◆ ABOUT THIS TASK
The data should be printed in full, character for character.

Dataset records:
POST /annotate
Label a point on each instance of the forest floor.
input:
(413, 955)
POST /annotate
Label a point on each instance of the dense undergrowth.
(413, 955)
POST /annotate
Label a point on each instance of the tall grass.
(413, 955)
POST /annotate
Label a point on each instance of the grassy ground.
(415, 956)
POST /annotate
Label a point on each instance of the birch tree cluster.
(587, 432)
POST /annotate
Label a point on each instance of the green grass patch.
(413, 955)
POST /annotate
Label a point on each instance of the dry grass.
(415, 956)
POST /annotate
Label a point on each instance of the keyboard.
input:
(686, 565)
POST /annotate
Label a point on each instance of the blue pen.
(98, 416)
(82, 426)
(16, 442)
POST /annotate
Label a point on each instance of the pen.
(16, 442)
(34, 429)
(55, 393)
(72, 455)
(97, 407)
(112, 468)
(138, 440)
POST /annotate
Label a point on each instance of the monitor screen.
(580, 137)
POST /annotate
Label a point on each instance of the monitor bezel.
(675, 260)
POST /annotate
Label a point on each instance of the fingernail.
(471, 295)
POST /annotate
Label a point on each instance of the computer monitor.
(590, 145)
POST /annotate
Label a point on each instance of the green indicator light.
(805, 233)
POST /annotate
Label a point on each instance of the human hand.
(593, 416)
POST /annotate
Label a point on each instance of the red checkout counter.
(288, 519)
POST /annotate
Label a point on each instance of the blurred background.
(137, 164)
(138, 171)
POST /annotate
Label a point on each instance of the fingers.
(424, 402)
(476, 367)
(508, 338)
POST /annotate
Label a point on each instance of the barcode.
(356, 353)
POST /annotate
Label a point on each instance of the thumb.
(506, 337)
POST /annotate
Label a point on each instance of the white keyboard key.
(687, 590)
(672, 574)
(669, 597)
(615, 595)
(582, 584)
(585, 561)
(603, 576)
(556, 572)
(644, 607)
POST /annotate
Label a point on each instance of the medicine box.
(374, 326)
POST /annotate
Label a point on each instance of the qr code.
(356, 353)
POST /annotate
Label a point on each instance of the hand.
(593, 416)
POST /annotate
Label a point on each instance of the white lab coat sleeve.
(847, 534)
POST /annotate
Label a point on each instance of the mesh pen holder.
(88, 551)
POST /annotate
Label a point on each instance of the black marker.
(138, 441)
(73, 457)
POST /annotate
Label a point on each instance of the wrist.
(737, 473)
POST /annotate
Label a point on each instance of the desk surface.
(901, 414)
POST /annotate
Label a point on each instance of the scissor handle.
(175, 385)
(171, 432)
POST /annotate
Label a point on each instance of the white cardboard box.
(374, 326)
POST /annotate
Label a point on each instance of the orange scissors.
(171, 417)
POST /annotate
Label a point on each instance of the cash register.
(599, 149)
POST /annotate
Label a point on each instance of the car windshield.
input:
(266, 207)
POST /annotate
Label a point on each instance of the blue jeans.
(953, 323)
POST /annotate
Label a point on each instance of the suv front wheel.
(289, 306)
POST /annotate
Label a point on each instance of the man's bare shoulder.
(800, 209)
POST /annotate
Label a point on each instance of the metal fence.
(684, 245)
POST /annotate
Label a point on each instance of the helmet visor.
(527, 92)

◆ ANSWER TO THIS PROBLEM
POST /annotate
Label a point on each instance of the forest floor.
input:
(413, 955)
POST /annotate
Label a point on each instance of the dense undergrowth.
(413, 955)
POST /annotate
Label a point on each instance of the tall grass.
(413, 955)
POST /annotate
Label a point on each instance of the grassy ground.
(415, 956)
POST /annotate
Label a point on each instance of the birch tree cluster.
(587, 432)
POST /annotate
Label a point on each instance of the green grass patch.
(413, 955)
POST /annotate
Label a point on each instance of the dry grass.
(415, 956)
POST /annotate
Label a point on each instance of the keyboard.
input:
(686, 565)
POST /annotate
Label a point on each instance of the blue pen.
(98, 416)
(82, 426)
(16, 442)
POST /annotate
Label a point on each instance of the pen.
(16, 442)
(34, 429)
(55, 393)
(72, 455)
(97, 407)
(112, 468)
(138, 440)
POST /annotate
Label a point on each instance of the monitor screen.
(580, 137)
POST /annotate
Label a point on each instance of the monitor bezel.
(675, 260)
POST /annotate
Label a point on each instance of the fingernail.
(471, 295)
POST /annotate
Label a point on each instance of the computer monitor.
(590, 145)
POST /annotate
Label a point on each instance of the green indicator light.
(805, 233)
POST /annotate
Label a point on each instance of the human hand.
(593, 416)
POST /annotate
Label a point on each instance of the red checkout counter.
(288, 519)
POST /annotate
Label a point on each instance of the blurred background.
(137, 164)
(138, 171)
POST /annotate
Label a point on each instance of the fingers.
(424, 402)
(476, 367)
(508, 338)
POST /annotate
Label a point on each instance of the barcode.
(356, 353)
POST /annotate
Label a point on each instance of the thumb.
(506, 337)
POST /annotate
Label a point on each instance of the white keyboard key.
(687, 590)
(672, 574)
(669, 597)
(615, 595)
(582, 584)
(585, 561)
(603, 576)
(556, 572)
(644, 607)
POST /annotate
Label a point on each instance of the medicine box.
(374, 326)
POST /annotate
Label a point on each instance of the qr code.
(356, 353)
POST /annotate
Label a point on each instance of the hand.
(593, 416)
POST /annotate
Label a point on each instance of the white lab coat sleeve.
(847, 534)
POST /annotate
Label a point on each instance of the mesh pen holder.
(88, 551)
POST /annotate
Label a point on each instance of the black marker.
(138, 441)
(73, 457)
POST /annotate
Label a point on each instance of the wrist.
(737, 473)
POST /annotate
Label a point on each instance of the desk surface.
(901, 414)
POST /annotate
Label a point on each instance of the scissor handle.
(175, 385)
(171, 432)
POST /annotate
Label a point on each instance of the white cardboard box.
(374, 326)
POST /annotate
Label a point on each instance of the orange scissors.
(171, 417)
POST /annotate
Label a point on each instance of the cash register.
(599, 149)
POST /annotate
Label a point on each instance of the car windshield.
input:
(266, 207)
POST /annotate
Label a point on each instance of the blue jeans.
(953, 323)
POST /annotate
Label a point on each instance of the suv front wheel.
(289, 306)
POST /annotate
Label a point on each instance of the man's bare shoulder.
(800, 209)
POST /annotate
Label a point on each instance of the metal fence.
(684, 245)
POST /annotate
Label a point on each instance of the helmet visor.
(527, 92)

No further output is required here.